• [Aim 1] In the forum thread below, change "incorrect" to "wrong" and write out the passage starting with "This solution to" and going on through "so, let's see.".

• [Excerpt to read]
#####

This solution to the differential equation is incorrect. The differential equation reads:

$$\frac{dV}{dt}=-kV^2$$

Note that there are V's on both sides of the equation. Do you know how to solve such an equation? If so, let's see.

Chet

6. Oct 6, 2015

### romiomustdie

sorry then its totally wrong i dont know what to do now...plz advice ,,, the first part to find distance feels impossible to find , getting no clues where to start

7. Oct 6, 2015

### romiomustdie

and tomorrow is my exam , god knows if this comes in exam , its in the suggestion which means it can come in exam , i am striving with this math for four days .......................... :-(

8. Oct 6, 2015

### Staff: Mentor

Are you taking, or have you taken a course in differential equations? If so, then you know you can solve the differential equation in post #5 using "separation of variables."

#####

• [Data to process]
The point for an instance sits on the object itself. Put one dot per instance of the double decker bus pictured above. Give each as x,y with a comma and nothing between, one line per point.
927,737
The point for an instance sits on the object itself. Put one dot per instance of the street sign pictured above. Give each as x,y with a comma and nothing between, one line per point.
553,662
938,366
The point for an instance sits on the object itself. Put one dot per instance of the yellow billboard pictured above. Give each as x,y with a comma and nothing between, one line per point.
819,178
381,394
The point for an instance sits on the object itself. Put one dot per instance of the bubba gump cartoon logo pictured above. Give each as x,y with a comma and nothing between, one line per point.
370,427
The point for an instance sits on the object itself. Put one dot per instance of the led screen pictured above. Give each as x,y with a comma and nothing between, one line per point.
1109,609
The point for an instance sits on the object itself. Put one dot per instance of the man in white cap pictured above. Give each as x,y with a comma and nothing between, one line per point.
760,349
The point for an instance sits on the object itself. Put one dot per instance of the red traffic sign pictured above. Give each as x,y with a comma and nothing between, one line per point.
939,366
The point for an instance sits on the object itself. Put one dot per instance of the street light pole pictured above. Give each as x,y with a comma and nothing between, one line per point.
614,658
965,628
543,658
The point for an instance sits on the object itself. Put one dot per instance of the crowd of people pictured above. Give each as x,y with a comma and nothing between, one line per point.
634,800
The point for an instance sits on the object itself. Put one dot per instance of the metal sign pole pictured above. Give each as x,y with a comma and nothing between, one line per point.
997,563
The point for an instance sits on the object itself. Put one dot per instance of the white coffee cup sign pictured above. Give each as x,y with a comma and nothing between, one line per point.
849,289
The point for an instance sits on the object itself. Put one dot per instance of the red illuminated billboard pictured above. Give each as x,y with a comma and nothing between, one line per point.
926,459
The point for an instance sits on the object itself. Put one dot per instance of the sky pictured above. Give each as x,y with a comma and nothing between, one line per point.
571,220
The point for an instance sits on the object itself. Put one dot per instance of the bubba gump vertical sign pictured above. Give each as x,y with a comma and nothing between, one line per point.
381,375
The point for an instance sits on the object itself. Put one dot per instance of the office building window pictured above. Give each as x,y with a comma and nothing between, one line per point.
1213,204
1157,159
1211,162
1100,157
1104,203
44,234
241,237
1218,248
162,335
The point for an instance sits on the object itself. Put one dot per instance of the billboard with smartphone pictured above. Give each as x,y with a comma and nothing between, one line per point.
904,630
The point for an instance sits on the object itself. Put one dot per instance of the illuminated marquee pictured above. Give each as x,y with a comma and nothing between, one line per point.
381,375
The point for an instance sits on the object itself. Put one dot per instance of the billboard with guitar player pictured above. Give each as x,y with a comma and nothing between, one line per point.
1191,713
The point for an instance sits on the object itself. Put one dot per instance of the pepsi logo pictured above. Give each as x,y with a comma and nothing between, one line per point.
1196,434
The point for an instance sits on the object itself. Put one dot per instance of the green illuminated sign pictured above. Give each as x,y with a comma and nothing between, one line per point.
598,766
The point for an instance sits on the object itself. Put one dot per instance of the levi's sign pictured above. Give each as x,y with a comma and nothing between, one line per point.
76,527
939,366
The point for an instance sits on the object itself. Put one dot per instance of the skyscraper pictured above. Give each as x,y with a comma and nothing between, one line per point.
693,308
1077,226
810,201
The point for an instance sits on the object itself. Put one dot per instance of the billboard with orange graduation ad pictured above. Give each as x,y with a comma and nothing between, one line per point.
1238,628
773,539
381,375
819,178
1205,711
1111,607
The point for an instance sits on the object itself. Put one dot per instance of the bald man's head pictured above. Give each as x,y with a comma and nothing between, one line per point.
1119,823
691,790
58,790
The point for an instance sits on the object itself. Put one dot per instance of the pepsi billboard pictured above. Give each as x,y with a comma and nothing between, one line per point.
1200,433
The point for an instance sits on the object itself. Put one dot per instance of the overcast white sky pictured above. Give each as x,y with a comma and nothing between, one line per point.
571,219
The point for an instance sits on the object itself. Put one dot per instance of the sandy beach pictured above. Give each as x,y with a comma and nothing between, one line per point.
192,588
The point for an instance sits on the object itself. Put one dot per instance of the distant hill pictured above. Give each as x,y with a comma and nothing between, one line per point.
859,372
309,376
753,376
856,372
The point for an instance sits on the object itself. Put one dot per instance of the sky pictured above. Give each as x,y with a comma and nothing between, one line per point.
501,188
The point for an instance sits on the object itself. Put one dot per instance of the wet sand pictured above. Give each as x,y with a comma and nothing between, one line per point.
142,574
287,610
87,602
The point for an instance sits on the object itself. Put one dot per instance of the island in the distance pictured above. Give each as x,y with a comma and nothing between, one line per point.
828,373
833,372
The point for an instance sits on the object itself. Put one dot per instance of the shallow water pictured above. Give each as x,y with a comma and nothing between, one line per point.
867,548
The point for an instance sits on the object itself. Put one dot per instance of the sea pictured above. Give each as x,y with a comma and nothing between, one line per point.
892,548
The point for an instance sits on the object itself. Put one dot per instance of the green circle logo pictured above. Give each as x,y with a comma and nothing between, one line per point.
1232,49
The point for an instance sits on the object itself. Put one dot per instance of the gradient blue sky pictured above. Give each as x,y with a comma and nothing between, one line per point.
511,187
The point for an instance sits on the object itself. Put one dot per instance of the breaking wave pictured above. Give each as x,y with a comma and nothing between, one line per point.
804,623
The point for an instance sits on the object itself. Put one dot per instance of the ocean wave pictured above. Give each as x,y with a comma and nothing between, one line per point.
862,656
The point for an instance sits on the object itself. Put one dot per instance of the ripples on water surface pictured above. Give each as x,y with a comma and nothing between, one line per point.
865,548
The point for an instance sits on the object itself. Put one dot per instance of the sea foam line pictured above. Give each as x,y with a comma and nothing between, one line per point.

#####

• [Aim 2] Pull out every line of the listing above that contains the string "bubba".

• [Worked solution 1]
This solution to the differential equation is wrong. The differential equation reads:

$$\frac{dV}{dt}=-kV^2$$

Note that there are V's on both sides of the equation. Do you know how to solve such an equation? If so, let's see.

• [Worked solution 2]
The point for an instance sits on the object itself. Put one dot per instance of the bubba gump cartoon logo pictured above. Give each as x,y with a comma and nothing between, one line per point.
The point for an instance sits on the object itself. Put one dot per instance of the bubba gump vertical sign pictured above. Give each as x,y with a comma and nothing between, one line per point.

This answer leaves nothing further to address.